The owners of Hook & Line seafood restaurant in Plymouth.

Steve Page and Ben Squire are behind Plymouth’s new seafood restaurant. - Credit: Plymouth Boat Trips

Having a dedicated seafood restaurant at the Yard made perfect sense, he says – especially when you add in the rum. He had long wanted to launch his own unique bar and rum offers plenty of inspiration. It can be spiced, tropical or herbaceous, it combines a myriad of flavour profiles and can be matched with many pairings. 

There’s a sense of coming full circle too, as Hailey Cattle from Urban Splash says: “Royal William Yard has always had a deep connection with food, drink and the sea; these themes are rooted in its purpose, past and present. It was built in the 1800s as a British Navy victualling facility, which was a place where the Navy’s food, drink and supplies were processed.” 

Rum was the drink of choice and was stored at the yard in Clarence House, and a team of archaeologists even uncovered a historic rum tasting ladle at the site, she adds.  

The Hook & Line opened last year, quickly adapting to coronavirus by offering takeaway service and also fish boxes with recipes for people to cook at home.  

Both have been a hit, their success no doubt due to the guiding light in the kitchen. 

Hood & Line restaurant head chef Amber Lau at work in the kitchen in Plymouth.

*Supplied entries*.
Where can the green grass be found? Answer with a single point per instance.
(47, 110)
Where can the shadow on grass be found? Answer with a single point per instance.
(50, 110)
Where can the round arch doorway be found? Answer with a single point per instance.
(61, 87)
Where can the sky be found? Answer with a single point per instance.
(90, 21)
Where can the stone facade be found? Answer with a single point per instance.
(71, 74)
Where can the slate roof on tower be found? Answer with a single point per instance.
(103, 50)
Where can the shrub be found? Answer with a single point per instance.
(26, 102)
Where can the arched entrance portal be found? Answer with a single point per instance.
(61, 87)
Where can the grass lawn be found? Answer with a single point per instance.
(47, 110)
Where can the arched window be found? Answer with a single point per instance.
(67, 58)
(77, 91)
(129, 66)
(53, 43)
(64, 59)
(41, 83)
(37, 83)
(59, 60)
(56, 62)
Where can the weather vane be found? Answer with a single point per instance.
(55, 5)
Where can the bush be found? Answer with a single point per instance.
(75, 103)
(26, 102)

*Problems to solve*.
1 > Decide whether each statement below agrees with the Hook & Line restaurant article. Answer yes or no for each, and quote the words from the article that decide it.
(a) Royal William Yard was built in the 1800s as a British Navy victualling facility.
(b) Archaeologists uncovered a historic rum barrel at the site.
(c) During coronavirus, the restaurant offered takeaway service and fish boxes with recipes.
2 > Write the next part of the Hook & Line restaurant article, starting after its final line.

*Answers for each item*.
1 >
(a) Yes: "It was built in the 1800s as a British Navy victualling facility"
(b) No: "a team of archaeologists even uncovered a historic rum tasting ladle at the site"
(c) Yes: "offering takeaway service and also fish boxes with recipes for people to cook at home"

2 >
Head chef Amber Lau at work in the kitchen. - Credit: Plymouth Boat Trips

Head chef Amber Lau lives and breathes seafood. She’s “amazing”, say Ben and Steve. They can’t quite believe that someone so suited to The Hook & Line has landed in its kitchen and brought a talented team with her. 

Ben says: “In her interview for the job Amber’s passion for fish and fishing was on a par with me. She even has her own boat and goes out on her days off. She’s nuts about fishing - and that’s where the passion comes from in the kitchen.” 

A shelf of rum bottles.

Choose from an incredible selection of rums. - Credit: Plymouth Boat Trips

Steve’s recommended rums  

1. Bumbu, Louisiana: A deliciously sweet, spiced rum evolved from a 16th century original recipe. Vanilla, banana and caramel flavours run through every drop.  

2. Devon Rum, Devon Rum Company: A wonderful, locally-produced rum. A little less sweet than other spiced rums, by omitting the vanilla, the flavours of clove, aniseed and cinnamon shine through, leaving a rich caramel molasses finish.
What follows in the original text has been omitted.